§ **WORK INSTRUCTIONS**
Which lines of the listing contain the word "baseball", with case counting? Select each such line and copy it out in full.

[Excerpts of annotation records]
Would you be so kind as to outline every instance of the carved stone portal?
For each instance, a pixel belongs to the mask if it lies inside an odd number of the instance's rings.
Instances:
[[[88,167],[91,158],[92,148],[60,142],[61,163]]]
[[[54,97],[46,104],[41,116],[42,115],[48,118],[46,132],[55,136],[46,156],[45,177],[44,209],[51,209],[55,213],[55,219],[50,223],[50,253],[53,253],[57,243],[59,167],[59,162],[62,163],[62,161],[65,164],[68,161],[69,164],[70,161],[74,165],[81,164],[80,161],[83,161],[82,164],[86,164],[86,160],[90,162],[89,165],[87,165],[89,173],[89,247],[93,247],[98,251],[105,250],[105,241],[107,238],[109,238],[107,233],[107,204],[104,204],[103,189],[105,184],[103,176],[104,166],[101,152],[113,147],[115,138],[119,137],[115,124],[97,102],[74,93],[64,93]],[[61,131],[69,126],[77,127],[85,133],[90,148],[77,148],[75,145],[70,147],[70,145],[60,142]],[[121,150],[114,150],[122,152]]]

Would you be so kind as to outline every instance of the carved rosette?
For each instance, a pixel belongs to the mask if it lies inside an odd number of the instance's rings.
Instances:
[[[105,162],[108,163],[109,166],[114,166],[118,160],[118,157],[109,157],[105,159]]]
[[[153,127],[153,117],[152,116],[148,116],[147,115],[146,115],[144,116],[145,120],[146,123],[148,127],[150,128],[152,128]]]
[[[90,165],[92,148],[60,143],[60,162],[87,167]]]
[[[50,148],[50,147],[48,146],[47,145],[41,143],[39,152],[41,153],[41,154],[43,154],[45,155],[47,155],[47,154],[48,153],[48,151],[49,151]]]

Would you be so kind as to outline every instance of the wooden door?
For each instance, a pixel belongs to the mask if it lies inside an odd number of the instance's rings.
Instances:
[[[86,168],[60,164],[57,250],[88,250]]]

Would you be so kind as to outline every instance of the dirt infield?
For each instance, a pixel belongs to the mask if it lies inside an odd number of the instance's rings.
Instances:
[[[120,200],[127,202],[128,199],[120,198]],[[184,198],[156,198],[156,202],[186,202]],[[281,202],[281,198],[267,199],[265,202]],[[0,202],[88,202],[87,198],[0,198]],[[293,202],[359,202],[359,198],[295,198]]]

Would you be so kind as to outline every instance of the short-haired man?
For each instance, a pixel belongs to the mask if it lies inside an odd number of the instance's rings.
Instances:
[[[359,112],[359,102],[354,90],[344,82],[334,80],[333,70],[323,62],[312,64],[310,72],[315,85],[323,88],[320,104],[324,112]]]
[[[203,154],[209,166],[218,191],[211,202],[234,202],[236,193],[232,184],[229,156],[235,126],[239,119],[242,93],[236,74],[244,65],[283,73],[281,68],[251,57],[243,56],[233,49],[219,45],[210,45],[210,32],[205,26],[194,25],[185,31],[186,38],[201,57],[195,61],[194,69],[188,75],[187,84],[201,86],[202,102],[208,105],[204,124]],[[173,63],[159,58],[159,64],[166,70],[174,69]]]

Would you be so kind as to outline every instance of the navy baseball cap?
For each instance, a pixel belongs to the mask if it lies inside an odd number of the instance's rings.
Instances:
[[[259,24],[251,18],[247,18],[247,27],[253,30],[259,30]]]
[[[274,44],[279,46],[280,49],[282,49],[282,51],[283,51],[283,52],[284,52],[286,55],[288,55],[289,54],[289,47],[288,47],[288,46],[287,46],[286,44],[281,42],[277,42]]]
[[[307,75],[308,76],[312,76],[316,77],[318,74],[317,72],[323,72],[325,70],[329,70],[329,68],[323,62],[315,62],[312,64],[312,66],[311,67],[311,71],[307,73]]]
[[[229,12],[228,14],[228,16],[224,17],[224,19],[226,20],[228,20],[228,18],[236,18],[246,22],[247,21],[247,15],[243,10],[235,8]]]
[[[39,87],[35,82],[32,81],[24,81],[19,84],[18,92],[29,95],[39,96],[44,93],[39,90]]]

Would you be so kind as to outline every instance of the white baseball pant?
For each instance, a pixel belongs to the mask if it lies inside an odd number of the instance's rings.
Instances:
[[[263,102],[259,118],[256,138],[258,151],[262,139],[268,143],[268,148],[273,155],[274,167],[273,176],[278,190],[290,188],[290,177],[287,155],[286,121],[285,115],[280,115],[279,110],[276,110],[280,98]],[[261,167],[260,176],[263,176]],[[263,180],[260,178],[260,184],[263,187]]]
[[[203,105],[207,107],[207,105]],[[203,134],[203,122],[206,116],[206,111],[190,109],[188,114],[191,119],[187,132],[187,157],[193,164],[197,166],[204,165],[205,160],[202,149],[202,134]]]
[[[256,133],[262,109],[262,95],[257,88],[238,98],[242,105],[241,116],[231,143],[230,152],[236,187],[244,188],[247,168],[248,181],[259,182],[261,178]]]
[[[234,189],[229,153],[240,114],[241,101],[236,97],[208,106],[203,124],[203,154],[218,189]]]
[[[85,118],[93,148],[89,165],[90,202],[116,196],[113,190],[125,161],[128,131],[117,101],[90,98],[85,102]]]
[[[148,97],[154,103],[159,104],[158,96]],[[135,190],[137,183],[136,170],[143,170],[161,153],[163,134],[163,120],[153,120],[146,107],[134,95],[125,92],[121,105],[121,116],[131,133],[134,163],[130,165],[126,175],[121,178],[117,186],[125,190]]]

§ **TASK RESPONSE**
Would you be so kind as to outline every instance of the navy baseball cap?
Would you be so kind as to outline every instance of the white baseball pant?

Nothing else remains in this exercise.